▸ **Material shown**

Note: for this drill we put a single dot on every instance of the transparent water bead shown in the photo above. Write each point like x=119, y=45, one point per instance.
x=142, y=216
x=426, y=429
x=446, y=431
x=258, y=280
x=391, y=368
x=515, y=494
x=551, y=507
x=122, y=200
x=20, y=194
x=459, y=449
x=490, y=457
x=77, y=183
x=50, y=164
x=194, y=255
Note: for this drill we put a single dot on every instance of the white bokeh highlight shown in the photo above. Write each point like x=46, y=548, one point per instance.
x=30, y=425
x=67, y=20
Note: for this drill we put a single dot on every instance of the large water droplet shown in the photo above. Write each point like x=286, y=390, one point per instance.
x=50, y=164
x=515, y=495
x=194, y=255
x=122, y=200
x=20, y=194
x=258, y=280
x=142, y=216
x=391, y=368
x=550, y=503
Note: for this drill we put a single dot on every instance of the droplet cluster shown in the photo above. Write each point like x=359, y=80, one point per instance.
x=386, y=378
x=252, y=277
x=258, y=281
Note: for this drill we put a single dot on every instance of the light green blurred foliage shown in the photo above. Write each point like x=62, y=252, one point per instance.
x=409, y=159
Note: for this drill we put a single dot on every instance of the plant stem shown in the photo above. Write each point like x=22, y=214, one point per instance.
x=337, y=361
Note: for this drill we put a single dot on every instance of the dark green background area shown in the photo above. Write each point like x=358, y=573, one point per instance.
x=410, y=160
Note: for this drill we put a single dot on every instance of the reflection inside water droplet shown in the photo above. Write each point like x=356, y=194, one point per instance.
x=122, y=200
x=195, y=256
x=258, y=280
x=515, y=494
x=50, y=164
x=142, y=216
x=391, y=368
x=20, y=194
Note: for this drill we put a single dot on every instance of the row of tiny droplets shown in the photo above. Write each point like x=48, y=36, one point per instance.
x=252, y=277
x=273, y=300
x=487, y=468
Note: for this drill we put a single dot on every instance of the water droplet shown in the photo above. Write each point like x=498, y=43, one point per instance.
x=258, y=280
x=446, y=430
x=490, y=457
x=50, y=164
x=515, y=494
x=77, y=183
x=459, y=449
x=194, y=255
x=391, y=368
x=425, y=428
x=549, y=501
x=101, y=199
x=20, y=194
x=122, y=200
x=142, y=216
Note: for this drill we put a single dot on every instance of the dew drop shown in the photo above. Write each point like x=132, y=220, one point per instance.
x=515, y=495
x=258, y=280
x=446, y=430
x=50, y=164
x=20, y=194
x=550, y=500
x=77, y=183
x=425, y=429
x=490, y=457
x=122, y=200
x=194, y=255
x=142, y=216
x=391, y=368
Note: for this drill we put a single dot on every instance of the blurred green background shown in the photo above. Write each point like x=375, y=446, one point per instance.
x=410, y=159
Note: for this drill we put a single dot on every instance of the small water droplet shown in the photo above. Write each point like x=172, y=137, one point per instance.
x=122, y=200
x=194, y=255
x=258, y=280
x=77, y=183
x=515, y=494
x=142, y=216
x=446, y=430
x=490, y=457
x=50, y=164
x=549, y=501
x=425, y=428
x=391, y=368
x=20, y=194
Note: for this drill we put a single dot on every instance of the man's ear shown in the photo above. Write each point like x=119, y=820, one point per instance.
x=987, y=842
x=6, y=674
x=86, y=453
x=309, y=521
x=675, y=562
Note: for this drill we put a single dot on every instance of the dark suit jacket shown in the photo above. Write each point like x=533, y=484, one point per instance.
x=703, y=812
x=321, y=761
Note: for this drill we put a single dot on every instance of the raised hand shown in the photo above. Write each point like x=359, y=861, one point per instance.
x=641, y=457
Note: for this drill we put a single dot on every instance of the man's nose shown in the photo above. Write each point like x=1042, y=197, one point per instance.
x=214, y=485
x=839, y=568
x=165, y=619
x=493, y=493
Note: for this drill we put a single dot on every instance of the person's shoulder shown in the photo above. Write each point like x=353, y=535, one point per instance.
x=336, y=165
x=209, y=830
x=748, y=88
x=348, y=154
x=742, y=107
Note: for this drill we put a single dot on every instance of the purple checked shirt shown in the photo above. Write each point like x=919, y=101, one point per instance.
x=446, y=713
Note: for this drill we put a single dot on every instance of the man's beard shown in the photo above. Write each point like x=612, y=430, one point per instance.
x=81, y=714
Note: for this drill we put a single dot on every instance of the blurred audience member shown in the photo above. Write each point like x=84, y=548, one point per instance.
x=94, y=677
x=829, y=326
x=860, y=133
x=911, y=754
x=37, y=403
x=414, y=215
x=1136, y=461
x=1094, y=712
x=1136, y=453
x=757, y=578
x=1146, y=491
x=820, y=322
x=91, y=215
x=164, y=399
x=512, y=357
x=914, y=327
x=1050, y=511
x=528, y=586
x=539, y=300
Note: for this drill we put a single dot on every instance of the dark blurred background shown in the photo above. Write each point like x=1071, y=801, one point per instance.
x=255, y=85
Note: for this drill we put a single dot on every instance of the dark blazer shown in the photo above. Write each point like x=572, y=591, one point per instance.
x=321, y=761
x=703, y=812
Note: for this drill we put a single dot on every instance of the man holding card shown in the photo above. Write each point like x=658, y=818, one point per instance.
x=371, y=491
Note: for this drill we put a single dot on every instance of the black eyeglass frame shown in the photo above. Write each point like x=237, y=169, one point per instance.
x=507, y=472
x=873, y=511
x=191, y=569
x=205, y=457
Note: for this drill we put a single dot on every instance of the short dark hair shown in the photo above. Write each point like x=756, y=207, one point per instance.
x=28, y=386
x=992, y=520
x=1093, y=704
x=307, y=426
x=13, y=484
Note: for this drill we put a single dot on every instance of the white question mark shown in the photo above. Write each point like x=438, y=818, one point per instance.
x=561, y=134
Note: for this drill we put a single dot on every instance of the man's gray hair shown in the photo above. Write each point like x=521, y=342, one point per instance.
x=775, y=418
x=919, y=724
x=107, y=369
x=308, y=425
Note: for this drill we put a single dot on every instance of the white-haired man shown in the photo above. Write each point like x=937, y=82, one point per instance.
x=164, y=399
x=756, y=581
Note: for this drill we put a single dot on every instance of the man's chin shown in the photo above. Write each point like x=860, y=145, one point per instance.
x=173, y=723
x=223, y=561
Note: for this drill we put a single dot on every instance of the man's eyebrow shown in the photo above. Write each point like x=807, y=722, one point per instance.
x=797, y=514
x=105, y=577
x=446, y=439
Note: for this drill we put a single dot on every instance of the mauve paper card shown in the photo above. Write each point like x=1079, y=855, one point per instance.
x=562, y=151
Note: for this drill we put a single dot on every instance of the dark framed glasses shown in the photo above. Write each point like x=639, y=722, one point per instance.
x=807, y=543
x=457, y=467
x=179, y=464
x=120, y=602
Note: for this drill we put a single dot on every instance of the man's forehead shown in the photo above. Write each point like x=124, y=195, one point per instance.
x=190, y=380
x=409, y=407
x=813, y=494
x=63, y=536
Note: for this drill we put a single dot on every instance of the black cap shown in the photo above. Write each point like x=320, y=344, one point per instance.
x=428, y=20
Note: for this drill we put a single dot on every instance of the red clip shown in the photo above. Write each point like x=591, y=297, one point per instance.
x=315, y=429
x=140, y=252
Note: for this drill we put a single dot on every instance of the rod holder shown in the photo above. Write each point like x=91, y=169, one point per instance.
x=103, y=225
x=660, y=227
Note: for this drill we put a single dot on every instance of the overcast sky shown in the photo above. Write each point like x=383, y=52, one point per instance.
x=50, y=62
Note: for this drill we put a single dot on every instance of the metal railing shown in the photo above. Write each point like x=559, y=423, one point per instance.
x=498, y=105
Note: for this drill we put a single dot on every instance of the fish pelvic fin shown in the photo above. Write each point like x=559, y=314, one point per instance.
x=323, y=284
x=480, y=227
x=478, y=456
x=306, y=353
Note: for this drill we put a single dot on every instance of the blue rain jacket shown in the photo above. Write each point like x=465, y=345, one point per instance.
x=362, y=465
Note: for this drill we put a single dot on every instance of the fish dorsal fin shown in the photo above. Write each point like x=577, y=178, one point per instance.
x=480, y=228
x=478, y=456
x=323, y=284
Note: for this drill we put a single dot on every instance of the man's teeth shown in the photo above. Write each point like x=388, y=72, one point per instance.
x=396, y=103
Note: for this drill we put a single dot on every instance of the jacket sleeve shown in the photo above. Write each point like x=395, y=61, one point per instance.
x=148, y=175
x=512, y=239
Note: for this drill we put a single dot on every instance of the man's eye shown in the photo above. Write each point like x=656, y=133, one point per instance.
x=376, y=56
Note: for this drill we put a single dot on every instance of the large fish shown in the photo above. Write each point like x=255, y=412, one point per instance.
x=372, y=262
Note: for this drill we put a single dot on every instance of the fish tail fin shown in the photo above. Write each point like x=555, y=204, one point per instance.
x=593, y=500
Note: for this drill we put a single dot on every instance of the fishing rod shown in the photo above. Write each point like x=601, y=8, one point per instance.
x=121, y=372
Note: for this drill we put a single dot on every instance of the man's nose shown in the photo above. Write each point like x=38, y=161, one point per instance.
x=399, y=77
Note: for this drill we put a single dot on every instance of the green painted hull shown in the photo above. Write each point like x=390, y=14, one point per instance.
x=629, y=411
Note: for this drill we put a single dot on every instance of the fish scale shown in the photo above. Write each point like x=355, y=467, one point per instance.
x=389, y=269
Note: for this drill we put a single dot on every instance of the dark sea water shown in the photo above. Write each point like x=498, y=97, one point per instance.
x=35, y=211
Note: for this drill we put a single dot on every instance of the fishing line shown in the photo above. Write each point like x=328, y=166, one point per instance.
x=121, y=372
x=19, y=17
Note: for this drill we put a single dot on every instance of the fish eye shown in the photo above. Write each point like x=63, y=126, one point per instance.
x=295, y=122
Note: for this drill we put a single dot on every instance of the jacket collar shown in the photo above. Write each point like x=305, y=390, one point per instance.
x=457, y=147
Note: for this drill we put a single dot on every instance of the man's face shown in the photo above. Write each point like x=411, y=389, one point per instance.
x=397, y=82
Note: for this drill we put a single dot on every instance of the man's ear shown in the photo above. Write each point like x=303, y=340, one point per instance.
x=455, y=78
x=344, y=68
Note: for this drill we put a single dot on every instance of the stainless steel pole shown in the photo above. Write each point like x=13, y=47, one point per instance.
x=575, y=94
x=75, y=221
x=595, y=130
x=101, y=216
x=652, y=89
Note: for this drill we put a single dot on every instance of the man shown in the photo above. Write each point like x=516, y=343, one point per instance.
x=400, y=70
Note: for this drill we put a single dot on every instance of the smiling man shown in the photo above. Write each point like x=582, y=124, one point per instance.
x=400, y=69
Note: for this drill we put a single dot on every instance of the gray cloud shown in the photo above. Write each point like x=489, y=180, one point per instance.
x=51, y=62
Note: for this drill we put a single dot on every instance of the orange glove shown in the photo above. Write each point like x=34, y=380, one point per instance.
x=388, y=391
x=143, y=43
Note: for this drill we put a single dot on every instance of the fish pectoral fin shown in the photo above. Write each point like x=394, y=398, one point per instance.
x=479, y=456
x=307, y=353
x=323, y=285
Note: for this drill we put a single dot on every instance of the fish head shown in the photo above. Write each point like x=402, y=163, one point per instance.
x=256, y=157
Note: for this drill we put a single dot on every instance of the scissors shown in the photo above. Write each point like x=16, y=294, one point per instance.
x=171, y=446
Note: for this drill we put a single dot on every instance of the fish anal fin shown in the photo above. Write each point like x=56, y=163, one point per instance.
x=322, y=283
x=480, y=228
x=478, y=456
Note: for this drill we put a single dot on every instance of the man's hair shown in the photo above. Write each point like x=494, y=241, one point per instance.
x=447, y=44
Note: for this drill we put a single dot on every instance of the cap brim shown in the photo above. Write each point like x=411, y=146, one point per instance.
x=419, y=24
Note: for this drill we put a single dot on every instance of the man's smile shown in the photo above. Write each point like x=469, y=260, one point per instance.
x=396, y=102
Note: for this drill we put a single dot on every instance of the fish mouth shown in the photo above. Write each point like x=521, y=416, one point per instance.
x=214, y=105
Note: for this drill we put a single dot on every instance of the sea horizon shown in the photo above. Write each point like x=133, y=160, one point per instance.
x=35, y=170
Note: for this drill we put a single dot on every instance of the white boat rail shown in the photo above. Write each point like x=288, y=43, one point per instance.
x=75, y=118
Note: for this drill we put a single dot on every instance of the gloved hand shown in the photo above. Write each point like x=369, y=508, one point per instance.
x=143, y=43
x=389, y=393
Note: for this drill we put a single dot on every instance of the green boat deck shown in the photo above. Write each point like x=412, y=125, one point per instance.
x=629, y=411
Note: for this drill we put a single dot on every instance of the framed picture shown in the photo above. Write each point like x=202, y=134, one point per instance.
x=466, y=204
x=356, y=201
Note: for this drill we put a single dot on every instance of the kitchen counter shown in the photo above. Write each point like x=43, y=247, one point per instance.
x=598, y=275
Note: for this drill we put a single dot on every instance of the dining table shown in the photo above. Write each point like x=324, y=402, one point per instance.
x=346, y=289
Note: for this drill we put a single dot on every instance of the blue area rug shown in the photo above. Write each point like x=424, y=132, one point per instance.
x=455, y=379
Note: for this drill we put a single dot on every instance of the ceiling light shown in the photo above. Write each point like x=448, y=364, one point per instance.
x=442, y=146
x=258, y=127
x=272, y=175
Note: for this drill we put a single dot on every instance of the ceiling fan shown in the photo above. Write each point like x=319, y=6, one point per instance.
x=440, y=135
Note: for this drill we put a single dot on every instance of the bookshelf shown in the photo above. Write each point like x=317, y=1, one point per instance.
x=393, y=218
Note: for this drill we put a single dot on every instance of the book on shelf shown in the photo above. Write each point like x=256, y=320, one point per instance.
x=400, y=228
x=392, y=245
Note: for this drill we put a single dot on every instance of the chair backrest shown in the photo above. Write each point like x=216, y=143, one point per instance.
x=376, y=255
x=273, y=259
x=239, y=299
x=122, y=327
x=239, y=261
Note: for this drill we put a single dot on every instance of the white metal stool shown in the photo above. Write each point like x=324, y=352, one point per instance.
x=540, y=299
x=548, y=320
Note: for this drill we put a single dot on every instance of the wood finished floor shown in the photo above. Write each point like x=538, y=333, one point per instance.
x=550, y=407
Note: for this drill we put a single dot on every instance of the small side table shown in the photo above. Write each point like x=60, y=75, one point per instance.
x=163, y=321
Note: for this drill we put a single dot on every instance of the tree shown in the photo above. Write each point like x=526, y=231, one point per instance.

▸ **Directions for this task**
Repeat the lines word for word, starting at the line that contains "x=402, y=163, one point per instance." and ending at the line that contains "x=171, y=446", including both of those lines.

▸ **Task response**
Note: for this drill we put a single dot on every instance of the fish head shown in the photo above. Write each point like x=402, y=163, one point per instance.
x=256, y=157
Note: for this drill we put a single dot on every instance of the scissors shown in the photo above. Write each point like x=16, y=294, one point per instance.
x=171, y=446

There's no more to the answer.